Please list every title in the forum post about science fiction and physics that is followed by a year or range of years in parentheses, and give the year with each title.

Given passage -
- - - -
Unread postby KaiserJeep » Tue 11 Nov 2014, 09:13:03

I am following this debate with some amusement. I only want to point out that Science has NO BASIS WHATSOEVER for the existence of "wormholes" that instantly transport a person from one part of space to another. Wormholes are of course one long-existing fixture of Science Fiction, discussed since the 1940's as a plot-simplifying device enabling a lazy author to postulate interstellar travel without the necessity to invent a star drive technology good enough to promote the essential "suspension of disbelief". The terminology was popularized by the movie Stargate (1994) and the various TV series that followed. "Warp Drive" is another one of those cheater plot devices, in use since Gene Roddenberry invented the term for the original Star Trek (1966-1968). In fact there is no credible scheme of faster-than-light-travel that Physics accepts today - even though such diverse minds as Einstein and Stephen Hawking sometimes use the word "wormhole" in their publications, the term has the same actual significance as "Schrödinger's cat", it is actually a "thought experiment".

What I find highly interesting is that BOTH recent popular SF movies Interstellar (2014) and Gravity (2013) contained serious violations of Physics and NONE OF YOU even noticed. I have spent countless hours explaining that the colonization of space advocated by me requires no Scientific advances whatsoever, and is entirely based upon known physical laws and technology. Both recent popular movies above eschewed absolute Scientific accuracy in lieu of conventional plot devices (which I freely admit increased their entertainment value), and none of you are aware of this - or at least none of you are bothering to discuss these facts.

It is indeed true what one of my professors told me with an obvious sense of great sadness: "Many people study Physics, but few ever use it for anything."

The last movie to attempt absolute Scientific accuracy was 2001 A Space Odyssey (1968). Prior to that, one credible attempt was Destination Moon (1950). Another was When Worlds Collide (1951). Although all three classic films have been charmingly dated by recent technology, if you were not already aware of the true status of the three classic SF films I mentioned, your judgement on matters of Science must be seriously questioned.

If you think that Star Wars (1977) was "great SF", then you are totally hopeless, please remove yourself from the debate about space colonization.
- - - -
Point localization data -
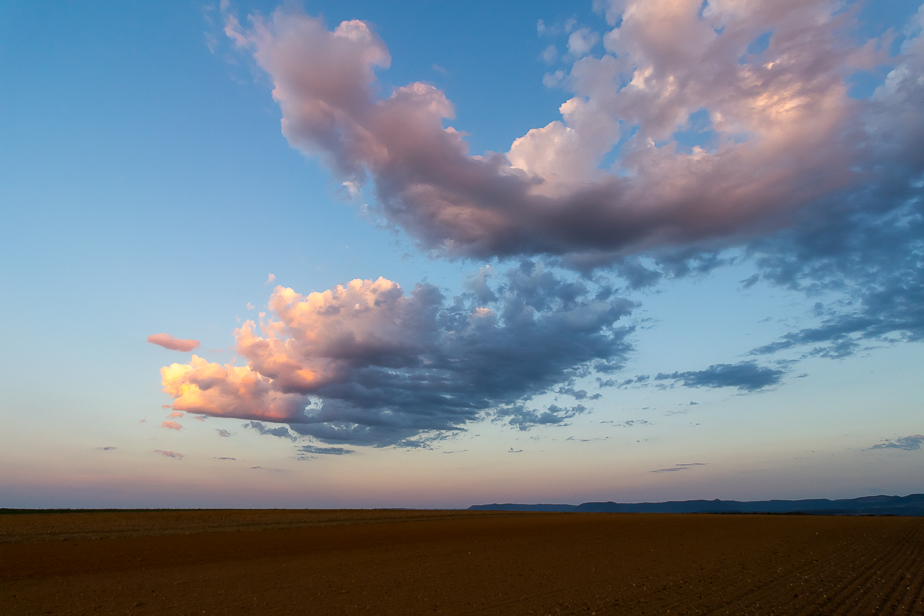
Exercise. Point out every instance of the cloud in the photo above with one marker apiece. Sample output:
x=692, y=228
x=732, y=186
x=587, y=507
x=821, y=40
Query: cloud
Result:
x=714, y=145
x=169, y=454
x=174, y=344
x=367, y=363
x=678, y=467
x=280, y=431
x=746, y=376
x=872, y=264
x=327, y=451
x=524, y=418
x=907, y=443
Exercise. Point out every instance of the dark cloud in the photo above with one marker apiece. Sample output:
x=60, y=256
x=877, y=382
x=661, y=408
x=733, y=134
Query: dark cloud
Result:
x=577, y=394
x=365, y=363
x=781, y=134
x=524, y=418
x=280, y=431
x=872, y=264
x=326, y=451
x=746, y=376
x=678, y=467
x=907, y=443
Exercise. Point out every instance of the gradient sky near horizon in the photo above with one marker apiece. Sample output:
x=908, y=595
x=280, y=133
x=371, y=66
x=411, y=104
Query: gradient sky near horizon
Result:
x=435, y=254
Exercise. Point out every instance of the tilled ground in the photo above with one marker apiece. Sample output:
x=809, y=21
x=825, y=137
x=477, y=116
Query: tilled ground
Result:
x=458, y=563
- - - -
Result for this task -
- Stargate (1994)
- Star Trek (1966-1968)
- Interstellar (2014)
- Gravity (2013)
- 2001 A Space Odyssey (1968)
- Destination Moon (1950)
- When Worlds Collide (1951)
- Star Wars (1977)